* SHORT EXERCISE: Can the data below be set down again exactly, line for line?

START SUPPLIED RECORDS

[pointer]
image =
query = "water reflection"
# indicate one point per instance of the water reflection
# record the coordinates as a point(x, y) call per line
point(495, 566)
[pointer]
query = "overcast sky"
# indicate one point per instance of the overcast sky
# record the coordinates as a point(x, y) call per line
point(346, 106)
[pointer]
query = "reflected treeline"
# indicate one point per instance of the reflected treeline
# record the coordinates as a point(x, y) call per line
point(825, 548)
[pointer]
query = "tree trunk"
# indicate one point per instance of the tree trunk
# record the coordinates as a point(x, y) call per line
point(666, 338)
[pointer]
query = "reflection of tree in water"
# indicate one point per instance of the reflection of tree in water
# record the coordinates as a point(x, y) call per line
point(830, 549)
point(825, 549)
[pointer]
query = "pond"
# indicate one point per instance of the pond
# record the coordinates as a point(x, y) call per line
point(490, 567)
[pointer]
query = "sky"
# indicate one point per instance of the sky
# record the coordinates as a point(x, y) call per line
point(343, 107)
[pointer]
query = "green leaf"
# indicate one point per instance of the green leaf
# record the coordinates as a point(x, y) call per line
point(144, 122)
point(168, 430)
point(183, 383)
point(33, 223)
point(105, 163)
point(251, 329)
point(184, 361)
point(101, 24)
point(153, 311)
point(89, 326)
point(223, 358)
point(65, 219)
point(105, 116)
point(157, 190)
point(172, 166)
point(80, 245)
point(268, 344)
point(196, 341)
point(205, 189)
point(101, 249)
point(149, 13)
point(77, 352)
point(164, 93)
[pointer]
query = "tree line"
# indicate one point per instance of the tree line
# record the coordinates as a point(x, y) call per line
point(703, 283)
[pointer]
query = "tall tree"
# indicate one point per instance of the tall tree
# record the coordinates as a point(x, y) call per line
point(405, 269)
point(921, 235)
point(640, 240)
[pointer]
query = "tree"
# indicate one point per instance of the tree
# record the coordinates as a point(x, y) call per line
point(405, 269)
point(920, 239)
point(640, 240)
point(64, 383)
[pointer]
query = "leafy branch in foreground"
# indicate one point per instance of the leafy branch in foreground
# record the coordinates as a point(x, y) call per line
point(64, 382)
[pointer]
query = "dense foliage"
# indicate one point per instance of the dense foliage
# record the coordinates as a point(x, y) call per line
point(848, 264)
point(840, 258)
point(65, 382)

END SUPPLIED RECORDS

* RESPONSE:
[pointer]
image =
query = "water reflection"
# indicate one point per instance of the water reflection
# record the coordinates as a point(x, y) call per line
point(495, 566)
[pointer]
query = "overcast sky"
# indicate one point per instance of the overcast sky
# record the coordinates as a point(x, y) call per line
point(346, 106)
[pointer]
query = "reflected treeline"
# indicate one point per instance of the reflected treeline
# record the coordinates as a point(x, y) call per line
point(825, 548)
[pointer]
query = "tree trunk"
# indicate one point per instance of the tree trunk
# record the coordinates as a point(x, y) call per line
point(666, 338)
[pointer]
query = "reflection of tree in water"
# indicate one point per instance of the reflection of tree in water
# record the coordinates as a point(x, y) call per line
point(830, 549)
point(825, 549)
[pointer]
query = "pond"
# indicate one point per instance of the pond
# record the coordinates as a point(x, y) call per line
point(490, 567)
[pointer]
query = "sky"
# indicate one point per instance of the sky
# record the coordinates as a point(x, y) call per line
point(343, 107)
[pointer]
query = "green leaf"
# indicate one point per instance of the green leaf
# record the coordinates as a point(x, y) call per line
point(144, 122)
point(168, 430)
point(183, 383)
point(33, 223)
point(105, 163)
point(251, 329)
point(184, 361)
point(101, 24)
point(153, 311)
point(89, 326)
point(223, 358)
point(65, 219)
point(105, 116)
point(157, 190)
point(172, 166)
point(80, 245)
point(268, 344)
point(196, 341)
point(205, 189)
point(101, 249)
point(149, 13)
point(77, 352)
point(164, 93)
[pointer]
query = "tree line"
# indicate one point per instance of the tree line
# record the coordinates as a point(x, y) call per line
point(703, 283)
[pointer]
query = "tall tree"
# indicate one point per instance of the tall tree
# record the coordinates as a point(x, y) call per line
point(405, 269)
point(921, 235)
point(640, 240)
[pointer]
query = "tree"
# indicate one point per instance of the tree
# record the coordinates as a point(x, y) call per line
point(405, 269)
point(920, 239)
point(640, 240)
point(64, 383)
[pointer]
query = "leafy branch in foreground"
# indicate one point per instance of the leafy branch in foreground
# record the coordinates as a point(x, y) call per line
point(64, 382)
[pointer]
query = "dense foliage"
# indicate one point per instance of the dense foliage
# record the coordinates as a point(x, y) call per line
point(848, 264)
point(840, 258)
point(65, 382)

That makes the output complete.